-- What to work on --
Copy the following records word for word.

-- Extracted material --

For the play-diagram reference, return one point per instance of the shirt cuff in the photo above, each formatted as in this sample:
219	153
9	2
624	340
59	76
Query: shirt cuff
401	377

-- Response to this task --
For the play-diagram reference, return one point per instance of the shirt cuff in the photo above, each formatted as in this sample:
219	153
9	2
624	340
59	76
Query: shirt cuff
401	377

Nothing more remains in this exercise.